### Tâches demandées
1: Selon la critique de l'album de Earth, depuis quelle année Adrienne Davies tient-elle la batterie dans le groupe ?
2: Poursuivez la critique de l'album de Earth à partir de sa dernière phrase.

### Extrait source
◆ ◆ ◆ ◆

Full Upon Her Burning Lips

Earth

Sargent House – 2019
par Albin, le 28 mai 2019
8

Le génie de Earth n’a jamais suscité de consensus général et immédiat. Avec près de 30 années de carrière au compteur, le groupe emmené par Dylan Carlson, renforcé par la batteuse Adrienne Davies depuis 2005, a empilé des albums qui ont souvent déconcerté. En cause : un rock dépouillé, ralenti, réduit à sa plus simple expression, qui aboutit à de longues compositions sans réel début, ni fin, ni même climax. Inlassablement, chaque nouveau disque a participé à un exercice de dissection des codes du rock, creusant toujours plus profondément dans l’espoir d’en dégager l’essence primaire. Tout est recherché : le riff, l’accord, le son. Répétés à l’infini et soumis aux infimes variations du jeu de batterie, les accords de guitare de Dylan Carlson se chevauchent et mutent, créant un effet de transe, lente et saisissante. C’est ce qu’on a appelé le drone métal, qui ouvrira la porte dans laquelle se faufileront plus tard des Sunn O))), Boris ou Big Brave. Avec Earth, l’erreur classique consisterait à chercher un effet de manche familier auquel se raccrocher. Il n’y en a pas. C’est une musique qui se savoure en complète immersion, la mémoire purgée d’un demi-siècle de clichés rock’n’roll. Être à l’affût de ses repères dans un album de Earth, c’est comme chercher un trait de crayon dans un Bleu d’Yves Klein, ça ne sert à rien.

◆ ◆ ◆ ◆

### Entrées répertoriées
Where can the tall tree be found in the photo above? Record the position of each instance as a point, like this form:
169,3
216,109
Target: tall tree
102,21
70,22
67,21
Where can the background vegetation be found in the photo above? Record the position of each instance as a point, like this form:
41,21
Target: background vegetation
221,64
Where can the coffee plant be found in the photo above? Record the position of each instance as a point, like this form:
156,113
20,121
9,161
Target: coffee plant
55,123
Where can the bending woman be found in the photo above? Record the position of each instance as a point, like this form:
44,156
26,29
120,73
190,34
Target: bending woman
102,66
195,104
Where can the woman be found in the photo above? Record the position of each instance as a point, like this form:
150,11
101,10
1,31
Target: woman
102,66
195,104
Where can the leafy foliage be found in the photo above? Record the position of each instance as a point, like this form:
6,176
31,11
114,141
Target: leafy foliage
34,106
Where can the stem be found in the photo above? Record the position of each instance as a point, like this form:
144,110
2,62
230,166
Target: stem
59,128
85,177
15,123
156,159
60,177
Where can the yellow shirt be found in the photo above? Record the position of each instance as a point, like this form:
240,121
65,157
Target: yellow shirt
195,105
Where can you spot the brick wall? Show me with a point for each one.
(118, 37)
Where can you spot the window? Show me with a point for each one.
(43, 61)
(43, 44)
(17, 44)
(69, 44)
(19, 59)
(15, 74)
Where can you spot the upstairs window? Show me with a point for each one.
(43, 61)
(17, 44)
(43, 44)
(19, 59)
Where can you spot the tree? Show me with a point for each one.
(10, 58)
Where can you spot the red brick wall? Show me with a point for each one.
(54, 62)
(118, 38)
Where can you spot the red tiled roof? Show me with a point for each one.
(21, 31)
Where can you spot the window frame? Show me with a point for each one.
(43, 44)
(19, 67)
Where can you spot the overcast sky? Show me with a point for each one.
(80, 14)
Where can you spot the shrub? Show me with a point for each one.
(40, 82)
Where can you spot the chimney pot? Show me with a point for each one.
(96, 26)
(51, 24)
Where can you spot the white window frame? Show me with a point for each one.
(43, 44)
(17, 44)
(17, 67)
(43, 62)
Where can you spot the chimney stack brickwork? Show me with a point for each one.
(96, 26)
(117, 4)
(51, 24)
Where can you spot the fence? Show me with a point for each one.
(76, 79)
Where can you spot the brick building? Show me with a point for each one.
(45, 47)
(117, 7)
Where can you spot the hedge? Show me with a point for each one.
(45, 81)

◆ ◆ ◆ ◆

### Résultats par tâche
1: Depuis 2005.

2:
Full Upon Her Burning Lips, sorti la semaine dernière chez Sargent House, constitue le dernier témoignage en date d’une démarche presque académique : la recherche d’un rock primitif pur. Le résultat est une telle réussite qu’on se demande s’il ne constitue pas l’aboutissement final d’un travail de laboratoire de longue haleine. Depuis 2005 déjà, et le formidable Hex; Or Printing in the Infernal Method, Earth avait délaissé les saturations de mammouth, les pédales fuzz qui vomissent leurs tripes et les murs d’amplis qui fracassent le crâne. Inspiré par les techniques des grands guitaristes country, Carlson a remplacé la distorsion par la compression, pour donner une saveur inédite à ses riffs : un son plus clair, des accords qui résonnent très très longtemps, pour encore mieux décortiquer l’ensemble des notes et des harmoniques qui les composent. Étalées de la sorte, les compositions de Earth respirent et profitent de l’espace nécessaire pour laisser dérouler toutes les petites variations qui viennent enrichir chaque morceau. C’est cette précision chirurgicale qui traverse Full Upon Her Burning Lips de part en part : un parcours guidé ambitieux, une carrière résumée en 10 morceaux ultimes, célébrant la répétition ("Datura’s Crimson Veils"), les silences ("The Colour of Poison"), la superposition des harmonies ("Cats on the Briar") ou la réverbération naturelle ("Descending Belladonna").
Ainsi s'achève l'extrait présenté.